**Task directions**
Provide the number of lines of the records that include "hillside", with no other content.

**Data for review**
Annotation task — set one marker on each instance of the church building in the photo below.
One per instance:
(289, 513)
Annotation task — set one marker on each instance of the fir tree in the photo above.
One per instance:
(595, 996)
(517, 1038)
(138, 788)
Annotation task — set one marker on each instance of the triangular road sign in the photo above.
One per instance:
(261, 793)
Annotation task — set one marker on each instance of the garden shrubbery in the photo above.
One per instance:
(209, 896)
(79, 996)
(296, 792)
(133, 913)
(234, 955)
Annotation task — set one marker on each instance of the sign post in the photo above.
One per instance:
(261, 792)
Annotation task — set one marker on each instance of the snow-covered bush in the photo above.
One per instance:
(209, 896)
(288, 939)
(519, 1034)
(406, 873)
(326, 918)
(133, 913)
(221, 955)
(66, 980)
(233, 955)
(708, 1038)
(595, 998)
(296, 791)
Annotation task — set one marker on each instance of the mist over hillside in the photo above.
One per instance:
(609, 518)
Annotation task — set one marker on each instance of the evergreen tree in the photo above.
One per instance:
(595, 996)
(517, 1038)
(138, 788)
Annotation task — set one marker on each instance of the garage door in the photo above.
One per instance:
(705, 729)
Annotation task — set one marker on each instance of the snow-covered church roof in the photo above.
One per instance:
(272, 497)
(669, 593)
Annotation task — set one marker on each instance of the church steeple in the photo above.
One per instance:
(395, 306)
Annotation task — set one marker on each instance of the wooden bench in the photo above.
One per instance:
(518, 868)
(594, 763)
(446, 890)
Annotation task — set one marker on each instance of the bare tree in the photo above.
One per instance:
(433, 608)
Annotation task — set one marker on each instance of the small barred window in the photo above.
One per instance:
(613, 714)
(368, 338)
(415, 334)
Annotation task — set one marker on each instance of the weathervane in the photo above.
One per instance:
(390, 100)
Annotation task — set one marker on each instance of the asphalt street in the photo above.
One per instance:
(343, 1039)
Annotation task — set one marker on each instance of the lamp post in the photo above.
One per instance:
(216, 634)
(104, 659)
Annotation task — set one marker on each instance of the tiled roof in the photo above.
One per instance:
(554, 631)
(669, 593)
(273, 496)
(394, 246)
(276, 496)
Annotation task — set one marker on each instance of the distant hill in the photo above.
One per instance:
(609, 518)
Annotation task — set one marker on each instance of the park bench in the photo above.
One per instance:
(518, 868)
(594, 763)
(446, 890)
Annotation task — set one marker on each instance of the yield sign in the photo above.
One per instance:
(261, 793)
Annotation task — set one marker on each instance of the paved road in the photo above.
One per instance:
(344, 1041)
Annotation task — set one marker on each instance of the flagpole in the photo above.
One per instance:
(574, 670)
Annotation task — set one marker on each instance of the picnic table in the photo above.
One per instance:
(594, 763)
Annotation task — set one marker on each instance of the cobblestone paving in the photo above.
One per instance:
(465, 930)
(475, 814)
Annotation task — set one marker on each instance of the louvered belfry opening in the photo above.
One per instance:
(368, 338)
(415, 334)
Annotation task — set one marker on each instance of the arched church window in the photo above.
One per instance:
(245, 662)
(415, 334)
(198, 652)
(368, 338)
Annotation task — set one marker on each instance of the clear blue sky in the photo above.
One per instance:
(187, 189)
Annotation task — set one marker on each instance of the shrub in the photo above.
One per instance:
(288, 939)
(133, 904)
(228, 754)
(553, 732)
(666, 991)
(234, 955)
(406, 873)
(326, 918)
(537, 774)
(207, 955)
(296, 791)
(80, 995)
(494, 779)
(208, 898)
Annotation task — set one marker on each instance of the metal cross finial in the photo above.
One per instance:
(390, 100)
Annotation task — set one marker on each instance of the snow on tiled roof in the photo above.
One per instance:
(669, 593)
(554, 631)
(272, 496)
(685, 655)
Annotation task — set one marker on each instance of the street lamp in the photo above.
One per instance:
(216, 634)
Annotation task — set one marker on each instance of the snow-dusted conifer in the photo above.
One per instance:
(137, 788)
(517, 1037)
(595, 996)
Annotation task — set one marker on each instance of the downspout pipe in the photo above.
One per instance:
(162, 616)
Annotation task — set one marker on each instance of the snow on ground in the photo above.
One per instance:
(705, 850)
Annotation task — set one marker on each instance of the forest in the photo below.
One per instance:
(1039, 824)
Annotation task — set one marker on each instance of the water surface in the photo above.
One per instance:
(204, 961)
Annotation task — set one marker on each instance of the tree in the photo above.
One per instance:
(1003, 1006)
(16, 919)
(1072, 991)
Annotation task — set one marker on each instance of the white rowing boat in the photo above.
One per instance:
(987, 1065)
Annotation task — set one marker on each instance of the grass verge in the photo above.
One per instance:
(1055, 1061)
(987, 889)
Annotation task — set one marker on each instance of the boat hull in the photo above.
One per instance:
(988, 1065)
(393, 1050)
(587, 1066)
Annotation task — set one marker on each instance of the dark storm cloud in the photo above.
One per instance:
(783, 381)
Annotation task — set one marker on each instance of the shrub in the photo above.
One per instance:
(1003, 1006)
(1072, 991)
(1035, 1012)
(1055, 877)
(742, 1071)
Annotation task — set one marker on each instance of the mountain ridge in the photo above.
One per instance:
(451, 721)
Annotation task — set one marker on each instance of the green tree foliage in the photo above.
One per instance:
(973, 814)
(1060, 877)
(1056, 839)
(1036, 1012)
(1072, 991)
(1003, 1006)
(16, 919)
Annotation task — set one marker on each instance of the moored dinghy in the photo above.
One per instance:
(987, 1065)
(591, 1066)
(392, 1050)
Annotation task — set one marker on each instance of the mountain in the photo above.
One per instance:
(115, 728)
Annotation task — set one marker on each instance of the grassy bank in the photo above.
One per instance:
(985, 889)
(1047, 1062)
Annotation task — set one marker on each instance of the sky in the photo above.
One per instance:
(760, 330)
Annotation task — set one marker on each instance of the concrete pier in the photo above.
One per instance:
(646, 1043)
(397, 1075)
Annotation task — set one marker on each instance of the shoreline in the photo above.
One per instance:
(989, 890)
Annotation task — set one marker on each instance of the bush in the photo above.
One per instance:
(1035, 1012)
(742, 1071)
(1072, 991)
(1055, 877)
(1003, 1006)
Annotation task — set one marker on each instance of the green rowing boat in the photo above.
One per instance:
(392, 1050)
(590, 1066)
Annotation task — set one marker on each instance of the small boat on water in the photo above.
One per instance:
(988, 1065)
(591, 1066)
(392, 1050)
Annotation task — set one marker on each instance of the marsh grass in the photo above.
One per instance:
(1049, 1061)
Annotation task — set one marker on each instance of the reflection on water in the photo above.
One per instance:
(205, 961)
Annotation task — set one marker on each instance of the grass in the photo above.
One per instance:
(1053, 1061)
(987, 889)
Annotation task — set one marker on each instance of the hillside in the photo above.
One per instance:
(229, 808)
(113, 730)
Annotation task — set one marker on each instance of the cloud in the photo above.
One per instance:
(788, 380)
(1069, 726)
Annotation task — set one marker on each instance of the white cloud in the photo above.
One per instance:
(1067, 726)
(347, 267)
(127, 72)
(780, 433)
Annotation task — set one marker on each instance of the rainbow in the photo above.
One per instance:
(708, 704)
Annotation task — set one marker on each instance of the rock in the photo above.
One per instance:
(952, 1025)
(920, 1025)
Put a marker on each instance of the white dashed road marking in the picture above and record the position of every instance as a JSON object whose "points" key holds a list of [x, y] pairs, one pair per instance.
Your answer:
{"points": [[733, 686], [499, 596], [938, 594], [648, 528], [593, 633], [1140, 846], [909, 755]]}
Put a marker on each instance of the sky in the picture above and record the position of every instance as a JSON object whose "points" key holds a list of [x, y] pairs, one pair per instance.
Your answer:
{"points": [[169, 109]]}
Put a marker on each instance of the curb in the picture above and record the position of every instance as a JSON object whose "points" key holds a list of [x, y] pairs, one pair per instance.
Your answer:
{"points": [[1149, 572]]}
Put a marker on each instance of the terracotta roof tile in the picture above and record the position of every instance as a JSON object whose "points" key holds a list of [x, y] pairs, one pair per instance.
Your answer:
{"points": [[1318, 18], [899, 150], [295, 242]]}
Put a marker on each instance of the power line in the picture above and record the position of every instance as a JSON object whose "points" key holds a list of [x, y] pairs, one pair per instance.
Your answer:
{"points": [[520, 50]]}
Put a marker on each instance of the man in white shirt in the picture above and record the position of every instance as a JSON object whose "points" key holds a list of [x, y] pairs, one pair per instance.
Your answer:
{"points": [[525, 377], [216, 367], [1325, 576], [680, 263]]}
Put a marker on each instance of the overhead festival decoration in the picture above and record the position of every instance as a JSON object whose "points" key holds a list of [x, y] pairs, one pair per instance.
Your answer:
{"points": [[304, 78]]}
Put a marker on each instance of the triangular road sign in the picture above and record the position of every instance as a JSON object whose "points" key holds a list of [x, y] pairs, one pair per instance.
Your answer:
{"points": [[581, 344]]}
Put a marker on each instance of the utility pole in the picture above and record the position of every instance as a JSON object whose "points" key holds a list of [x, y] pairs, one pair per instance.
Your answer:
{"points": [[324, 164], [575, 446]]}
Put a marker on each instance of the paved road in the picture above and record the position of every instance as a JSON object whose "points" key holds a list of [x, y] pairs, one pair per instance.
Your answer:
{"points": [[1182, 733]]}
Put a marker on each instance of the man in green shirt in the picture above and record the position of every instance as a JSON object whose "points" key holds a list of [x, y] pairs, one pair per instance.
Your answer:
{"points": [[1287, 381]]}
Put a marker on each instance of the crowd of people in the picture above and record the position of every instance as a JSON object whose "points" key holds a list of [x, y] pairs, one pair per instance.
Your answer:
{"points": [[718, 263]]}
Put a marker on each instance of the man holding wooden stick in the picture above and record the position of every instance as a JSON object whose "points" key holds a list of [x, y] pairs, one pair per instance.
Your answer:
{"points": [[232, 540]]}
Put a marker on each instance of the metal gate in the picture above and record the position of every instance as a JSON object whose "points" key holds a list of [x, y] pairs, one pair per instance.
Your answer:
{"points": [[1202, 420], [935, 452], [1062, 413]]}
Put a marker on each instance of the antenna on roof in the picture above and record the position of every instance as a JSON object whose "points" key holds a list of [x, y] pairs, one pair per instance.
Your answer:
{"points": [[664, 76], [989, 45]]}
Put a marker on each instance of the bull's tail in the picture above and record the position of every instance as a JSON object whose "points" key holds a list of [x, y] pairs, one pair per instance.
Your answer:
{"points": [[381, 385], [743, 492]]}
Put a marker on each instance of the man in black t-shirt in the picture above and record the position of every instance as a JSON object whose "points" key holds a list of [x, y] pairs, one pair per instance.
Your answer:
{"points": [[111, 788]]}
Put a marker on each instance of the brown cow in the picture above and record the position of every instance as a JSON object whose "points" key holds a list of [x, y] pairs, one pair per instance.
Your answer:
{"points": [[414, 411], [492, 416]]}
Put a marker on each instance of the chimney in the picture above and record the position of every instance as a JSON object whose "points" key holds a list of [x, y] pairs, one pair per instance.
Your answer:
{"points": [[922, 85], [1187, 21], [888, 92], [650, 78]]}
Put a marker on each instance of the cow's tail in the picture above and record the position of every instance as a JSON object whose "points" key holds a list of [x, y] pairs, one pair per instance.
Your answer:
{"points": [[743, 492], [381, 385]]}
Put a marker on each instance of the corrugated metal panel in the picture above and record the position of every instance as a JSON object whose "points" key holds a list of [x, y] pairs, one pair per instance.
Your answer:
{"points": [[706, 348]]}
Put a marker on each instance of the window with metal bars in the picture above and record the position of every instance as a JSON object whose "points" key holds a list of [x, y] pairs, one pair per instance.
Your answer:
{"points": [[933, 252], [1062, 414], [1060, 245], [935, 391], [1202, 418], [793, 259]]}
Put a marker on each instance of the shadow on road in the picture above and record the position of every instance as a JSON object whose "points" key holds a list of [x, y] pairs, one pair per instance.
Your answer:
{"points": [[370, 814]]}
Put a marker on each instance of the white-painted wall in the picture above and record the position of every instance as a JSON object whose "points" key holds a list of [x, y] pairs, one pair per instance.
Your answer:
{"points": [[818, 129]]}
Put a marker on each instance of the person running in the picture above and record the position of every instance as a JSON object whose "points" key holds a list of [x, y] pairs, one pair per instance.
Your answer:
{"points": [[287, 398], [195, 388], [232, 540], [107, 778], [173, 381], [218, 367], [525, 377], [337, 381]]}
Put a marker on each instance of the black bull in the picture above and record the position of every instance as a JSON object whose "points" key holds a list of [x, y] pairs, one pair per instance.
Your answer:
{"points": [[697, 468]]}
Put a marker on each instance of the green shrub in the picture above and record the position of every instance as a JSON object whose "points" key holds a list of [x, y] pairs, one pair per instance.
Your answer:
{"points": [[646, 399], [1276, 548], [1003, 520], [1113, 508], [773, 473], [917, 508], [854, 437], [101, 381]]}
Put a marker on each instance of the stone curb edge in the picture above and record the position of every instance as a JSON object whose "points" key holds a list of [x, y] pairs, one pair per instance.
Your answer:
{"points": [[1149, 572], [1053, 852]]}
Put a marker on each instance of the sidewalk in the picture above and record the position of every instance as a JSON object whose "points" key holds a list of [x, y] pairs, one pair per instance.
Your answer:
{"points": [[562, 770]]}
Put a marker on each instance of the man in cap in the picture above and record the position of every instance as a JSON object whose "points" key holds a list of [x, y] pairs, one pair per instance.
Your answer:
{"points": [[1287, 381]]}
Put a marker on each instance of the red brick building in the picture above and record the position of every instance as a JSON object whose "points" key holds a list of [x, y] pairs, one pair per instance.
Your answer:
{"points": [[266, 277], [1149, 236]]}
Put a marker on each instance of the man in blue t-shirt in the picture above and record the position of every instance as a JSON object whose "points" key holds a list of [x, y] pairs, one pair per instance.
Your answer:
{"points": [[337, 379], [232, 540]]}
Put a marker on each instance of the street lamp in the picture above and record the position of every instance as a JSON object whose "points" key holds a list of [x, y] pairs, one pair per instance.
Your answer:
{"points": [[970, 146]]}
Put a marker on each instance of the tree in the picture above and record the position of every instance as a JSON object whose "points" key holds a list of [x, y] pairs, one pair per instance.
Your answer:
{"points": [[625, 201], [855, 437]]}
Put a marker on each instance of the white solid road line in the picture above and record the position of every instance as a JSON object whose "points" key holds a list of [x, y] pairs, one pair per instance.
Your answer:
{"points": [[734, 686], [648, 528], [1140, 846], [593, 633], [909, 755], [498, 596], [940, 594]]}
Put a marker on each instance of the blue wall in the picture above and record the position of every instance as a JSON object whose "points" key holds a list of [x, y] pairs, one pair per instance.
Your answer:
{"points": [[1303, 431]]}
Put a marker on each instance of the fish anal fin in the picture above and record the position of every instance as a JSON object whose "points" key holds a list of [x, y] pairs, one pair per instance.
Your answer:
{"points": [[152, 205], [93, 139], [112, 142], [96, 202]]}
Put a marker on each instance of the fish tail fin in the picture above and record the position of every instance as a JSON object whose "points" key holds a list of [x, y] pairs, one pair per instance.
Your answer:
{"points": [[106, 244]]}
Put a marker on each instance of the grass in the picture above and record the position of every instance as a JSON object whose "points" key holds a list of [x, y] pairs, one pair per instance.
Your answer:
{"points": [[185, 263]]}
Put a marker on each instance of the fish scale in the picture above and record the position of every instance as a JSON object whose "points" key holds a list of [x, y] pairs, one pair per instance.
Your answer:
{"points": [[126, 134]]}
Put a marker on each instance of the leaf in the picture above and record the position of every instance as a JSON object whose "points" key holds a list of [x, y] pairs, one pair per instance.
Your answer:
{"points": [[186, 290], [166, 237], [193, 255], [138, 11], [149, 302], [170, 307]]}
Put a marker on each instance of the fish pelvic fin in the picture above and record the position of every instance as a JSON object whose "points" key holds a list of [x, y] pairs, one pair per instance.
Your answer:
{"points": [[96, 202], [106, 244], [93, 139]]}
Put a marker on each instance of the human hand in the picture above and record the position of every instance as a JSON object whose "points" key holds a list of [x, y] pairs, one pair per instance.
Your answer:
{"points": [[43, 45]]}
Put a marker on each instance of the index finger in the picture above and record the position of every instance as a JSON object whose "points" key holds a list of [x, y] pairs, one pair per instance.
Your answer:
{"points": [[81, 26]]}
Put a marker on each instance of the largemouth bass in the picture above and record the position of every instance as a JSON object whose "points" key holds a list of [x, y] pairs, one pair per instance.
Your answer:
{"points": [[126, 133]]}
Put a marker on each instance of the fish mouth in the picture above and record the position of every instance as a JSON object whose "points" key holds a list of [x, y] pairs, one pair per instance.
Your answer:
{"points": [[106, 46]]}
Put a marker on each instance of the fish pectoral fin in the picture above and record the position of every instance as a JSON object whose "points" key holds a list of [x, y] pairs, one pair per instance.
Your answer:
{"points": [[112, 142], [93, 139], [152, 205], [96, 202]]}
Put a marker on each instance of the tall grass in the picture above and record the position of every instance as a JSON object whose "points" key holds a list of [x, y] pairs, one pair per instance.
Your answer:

**Expected output**
2